» Document source

Dans la plupart des ports, la reprise de la pêche devrait se faire au compte-gouttes. « Mais il ne faudrait pas que tout le monde redécolle en même temps car, même si le marché est très soutenu en ce moment, il ne supporterait pas une activité normale : toute la pêche ne serait pas absorbée », prévient Grégory Pennarun depuis le Finistère. Si les pêcheurs-artisans propriétaires de leur bateau ont souvent continué les virées d’une ou deux journées, les armements structurés hésitent davantage, confrontés à la protection de leur équipage. Olivier Becquet explique :

Si vous envoyez un navire en mer avec un équipage dont un élément est porteur du coronavirus et le transmet aux autres matelots, c’est la responsabilité de l’armateur qui est en jeu.

La promiscuité de la vie à bord ne facilite pas le respect des gestes barrières. « C’est impossible de respecter une distance de 1,50 mètre entre chaque matelot sur des petits bateaux comme les nôtres mesurant 6 et 7 mètres. Le gel hydroalcoolique sert-il à quelque chose en mer ? Où trouver des masques ? Et sont-ils encore efficaces alors qu’ils seront trempés aux premiers embruns ? » s’interrogent Victor et Aurélie Coutin, se sentant peu accompagnés dans ces prises de décision.

» Données d'entrée

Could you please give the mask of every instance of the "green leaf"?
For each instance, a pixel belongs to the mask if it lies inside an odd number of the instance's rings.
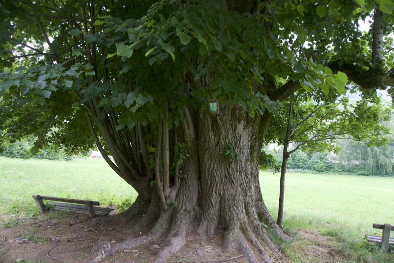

» Consigne
Recopiez le passage du texte sur la reprise de la pêche qui va de « Dans la plupart » jusqu'à « est en jeu. », en substituant « chalutier » à « navire ».

» Corrigé
Dans la plupart des ports, la reprise de la pêche devrait se faire au compte-gouttes. « Mais il ne faudrait pas que tout le monde redécolle en même temps car, même si le marché est très soutenu en ce moment, il ne supporterait pas une activité normale : toute la pêche ne serait pas absorbée », prévient Grégory Pennarun depuis le Finistère. Si les pêcheurs-artisans propriétaires de leur bateau ont souvent continué les virées d’une ou deux journées, les armements structurés hésitent davantage, confrontés à la protection de leur équipage. Olivier Becquet explique :

Si vous envoyez un chalutier en mer avec un équipage dont un élément est porteur du coronavirus et le transmet aux autres matelots, c’est la responsabilité de l’armateur qui est en jeu.